Written request: Identify each row below that contains the string "bundle" and copy it out in full. Case counts.
▶
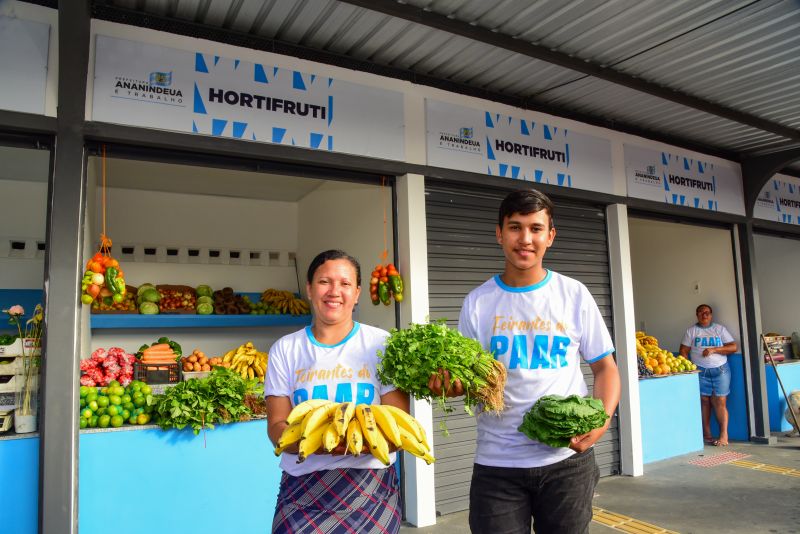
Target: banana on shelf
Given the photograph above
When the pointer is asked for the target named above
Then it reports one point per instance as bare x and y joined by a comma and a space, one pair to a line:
320, 425
285, 302
248, 361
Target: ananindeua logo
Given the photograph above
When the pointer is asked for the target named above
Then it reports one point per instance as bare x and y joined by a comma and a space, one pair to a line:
156, 89
463, 141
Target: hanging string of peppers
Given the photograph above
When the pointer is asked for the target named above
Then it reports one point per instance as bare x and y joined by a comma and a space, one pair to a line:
103, 277
385, 282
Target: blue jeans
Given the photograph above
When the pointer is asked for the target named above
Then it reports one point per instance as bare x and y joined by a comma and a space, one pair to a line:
558, 497
715, 381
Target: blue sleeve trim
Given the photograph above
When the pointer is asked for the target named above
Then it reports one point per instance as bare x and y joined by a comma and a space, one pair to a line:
598, 358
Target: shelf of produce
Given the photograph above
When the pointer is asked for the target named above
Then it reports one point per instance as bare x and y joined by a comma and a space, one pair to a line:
132, 320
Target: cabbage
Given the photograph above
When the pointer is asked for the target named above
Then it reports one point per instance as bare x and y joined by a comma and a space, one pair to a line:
554, 419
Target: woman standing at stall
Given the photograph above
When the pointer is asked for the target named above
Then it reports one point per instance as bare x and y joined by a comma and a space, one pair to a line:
335, 358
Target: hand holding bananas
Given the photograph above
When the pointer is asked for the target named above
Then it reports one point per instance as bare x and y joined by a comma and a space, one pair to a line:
321, 426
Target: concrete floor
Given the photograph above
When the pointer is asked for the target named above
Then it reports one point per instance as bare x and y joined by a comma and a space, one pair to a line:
681, 497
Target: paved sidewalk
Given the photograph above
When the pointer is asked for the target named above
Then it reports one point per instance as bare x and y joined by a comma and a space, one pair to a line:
743, 488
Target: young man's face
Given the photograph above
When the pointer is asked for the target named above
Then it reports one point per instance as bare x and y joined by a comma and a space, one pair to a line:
525, 239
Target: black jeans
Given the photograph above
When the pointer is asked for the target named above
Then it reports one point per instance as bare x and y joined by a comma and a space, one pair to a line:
558, 497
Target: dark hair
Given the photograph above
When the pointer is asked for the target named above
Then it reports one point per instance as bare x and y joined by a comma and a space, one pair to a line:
333, 254
697, 310
525, 201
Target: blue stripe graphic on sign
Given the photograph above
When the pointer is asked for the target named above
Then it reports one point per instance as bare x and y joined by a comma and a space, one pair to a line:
277, 134
218, 126
200, 63
199, 107
297, 81
238, 129
259, 74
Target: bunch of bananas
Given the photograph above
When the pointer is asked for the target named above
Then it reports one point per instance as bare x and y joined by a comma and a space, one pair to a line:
285, 302
247, 361
321, 424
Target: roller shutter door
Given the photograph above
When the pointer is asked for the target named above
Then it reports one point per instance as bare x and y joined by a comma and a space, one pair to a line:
462, 254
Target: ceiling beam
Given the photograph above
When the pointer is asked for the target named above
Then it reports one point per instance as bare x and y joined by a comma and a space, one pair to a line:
541, 53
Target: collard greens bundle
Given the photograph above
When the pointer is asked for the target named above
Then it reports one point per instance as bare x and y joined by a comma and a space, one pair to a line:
554, 419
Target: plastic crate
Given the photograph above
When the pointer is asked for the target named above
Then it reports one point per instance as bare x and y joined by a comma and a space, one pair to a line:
157, 373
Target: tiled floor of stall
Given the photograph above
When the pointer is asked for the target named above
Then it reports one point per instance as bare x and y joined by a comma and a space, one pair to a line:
743, 488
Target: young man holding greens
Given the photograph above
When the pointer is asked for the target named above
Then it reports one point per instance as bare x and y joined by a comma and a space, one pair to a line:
541, 325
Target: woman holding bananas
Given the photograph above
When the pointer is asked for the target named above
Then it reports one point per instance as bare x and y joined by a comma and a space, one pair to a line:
332, 363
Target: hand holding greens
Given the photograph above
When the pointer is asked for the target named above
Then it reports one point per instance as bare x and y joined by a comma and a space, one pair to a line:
414, 353
554, 419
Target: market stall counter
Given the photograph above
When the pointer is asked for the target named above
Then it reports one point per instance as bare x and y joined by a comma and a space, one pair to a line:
144, 479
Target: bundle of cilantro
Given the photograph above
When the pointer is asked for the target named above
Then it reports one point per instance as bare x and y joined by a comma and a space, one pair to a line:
413, 354
554, 419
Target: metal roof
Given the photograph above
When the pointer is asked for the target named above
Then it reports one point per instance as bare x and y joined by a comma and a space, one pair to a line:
719, 76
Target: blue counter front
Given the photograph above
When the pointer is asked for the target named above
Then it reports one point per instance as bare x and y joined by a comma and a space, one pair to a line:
670, 411
149, 480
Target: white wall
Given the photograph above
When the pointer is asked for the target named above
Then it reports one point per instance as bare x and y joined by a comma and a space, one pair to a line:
348, 216
668, 260
777, 265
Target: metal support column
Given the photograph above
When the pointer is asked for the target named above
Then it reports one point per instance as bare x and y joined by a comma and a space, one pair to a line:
751, 349
58, 420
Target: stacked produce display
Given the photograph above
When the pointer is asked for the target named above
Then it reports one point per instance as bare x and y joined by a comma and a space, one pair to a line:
655, 361
320, 425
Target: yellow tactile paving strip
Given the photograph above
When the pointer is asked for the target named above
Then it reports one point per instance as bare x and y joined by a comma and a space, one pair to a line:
624, 523
758, 466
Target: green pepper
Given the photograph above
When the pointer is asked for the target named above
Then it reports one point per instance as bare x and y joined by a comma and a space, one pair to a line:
396, 283
383, 292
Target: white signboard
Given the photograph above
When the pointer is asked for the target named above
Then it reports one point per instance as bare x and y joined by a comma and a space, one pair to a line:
779, 200
681, 180
515, 147
23, 64
156, 87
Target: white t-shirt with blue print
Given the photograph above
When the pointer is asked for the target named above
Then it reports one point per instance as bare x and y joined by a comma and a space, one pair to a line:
699, 339
540, 333
302, 368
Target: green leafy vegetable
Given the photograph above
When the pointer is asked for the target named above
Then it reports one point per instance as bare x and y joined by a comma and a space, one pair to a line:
414, 353
219, 398
555, 419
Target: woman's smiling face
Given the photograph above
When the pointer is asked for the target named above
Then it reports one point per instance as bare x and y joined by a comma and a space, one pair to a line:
334, 291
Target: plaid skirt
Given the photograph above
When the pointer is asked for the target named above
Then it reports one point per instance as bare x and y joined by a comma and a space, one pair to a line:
362, 501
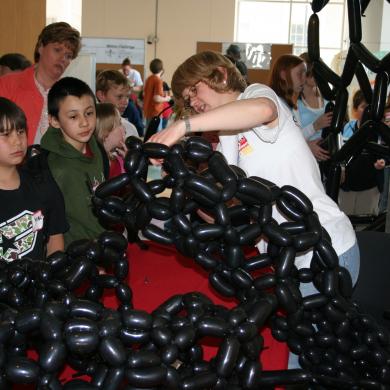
◀
Solution below:
Target: collard greens bundle
Target: bundle of cilantro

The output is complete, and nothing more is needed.